◆ Çözülecek Görevler
(A) Panama gezisi yazısının "Yerlilerle karşılaştırdığımda esmer" sözlerinden "kafama takılı kaldı..." sözlerine kadar olan bölümünü, "mühendise" yerine "avukata" yazarak düzenler misiniz?
(B) Panama gezisi yazısını kaldığı yerden alıp devam ettirir misiniz?

◆ Okuma Metni
───

Yerlilerle karşılaştırdığımda esmer olmadığımız kesindi, aramızdaki nice mühendise, doktora rağmen olsak olsak aptaldık… Yine de Panama’da bir nehir boyunca kim olduğumuza ilişkin sorun kafama takılı kaldı...
Bütün parçalardan bazen daha azdır, bunu bir yerlerde, belki de bir polisiye romanda okumuş olmalıyım. Sonra “otantik burjuvazi” ve sofraları falan vardı niyeyse unutuldu gitti. Neyse biz seyahatimize geçen hafta kaldığımız yerden devam edelim…
Panama’da bir nehir üzerinden kanoyla doğal koruma alanı ilan edilen bir bölgede yaşayan yerlileri ziyarete gittik. Fakat önce Panama City’den nehir kenarına bir otobüsle ulaşmalıydık. Otobüsten indiğimizde daha selamün hola demeden yerli kıyafetleri giymiş bir genç, tur rehberine sordu “Kaç tane marrón-esmer, kahverengi- var?” diye.

───

◆ Toplanan Veriler
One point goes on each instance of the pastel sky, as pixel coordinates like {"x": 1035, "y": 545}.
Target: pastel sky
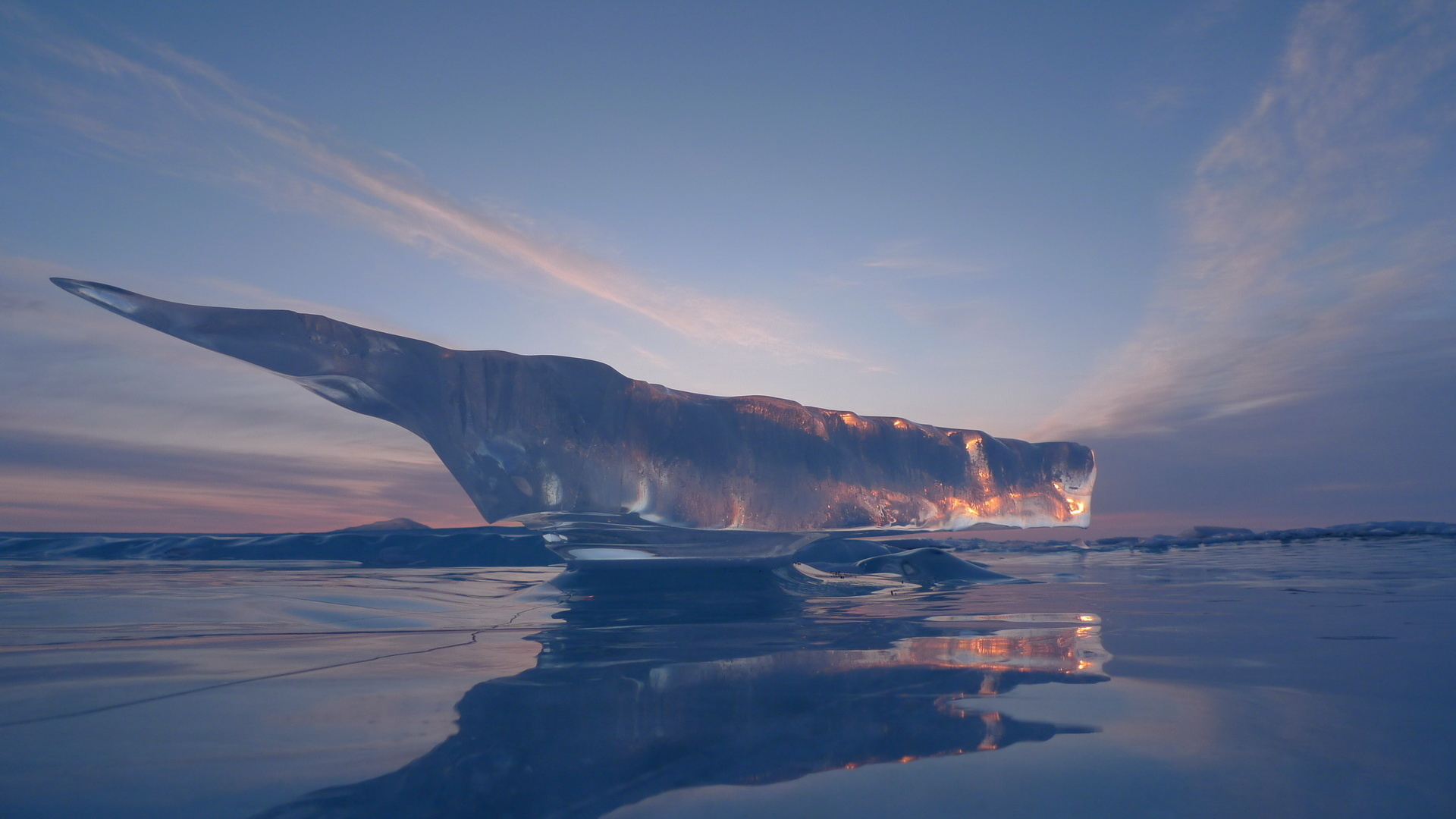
{"x": 1213, "y": 240}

───

◆ Görev Yanıtları
(A)
Yerlilerle karşılaştırdığımda esmer olmadığımız kesindi, aramızdaki nice avukata, doktora rağmen olsak olsak aptaldık… Yine de Panama’da bir nehir boyunca kim olduğumuza ilişkin sorun kafama takılı kaldı...

(B)
Fakat kulağım bana muziplik mi yaptı yoksa kullandığı sözcük gerçekte “morón”-aptal-(1) muydu emin olamadım. Yerlilerle karşılaştırdığımda esmer olmadığımız kesindi, aramızdaki nice mühendise, doktora rağmen olsak olsak aptaldık…
Yine de nehir boyunca kim olduğumuza ilişkin sorun kafama takılı kaldı, bir de Fiesta de San Benito’nun ezgisi. (Inti-Illimani)
Kabilenin yerleşim alanında anlatılanlardan kim olduğumuzun daha doğrusu kimler olduğumuzun yanıtını bulmam uzun sürmeyecekti. Yerlilerle birlikte hem kurbanlar (sacrificios) hem faillerdik (perpetradores) ama daha çok kurban olan onlardı.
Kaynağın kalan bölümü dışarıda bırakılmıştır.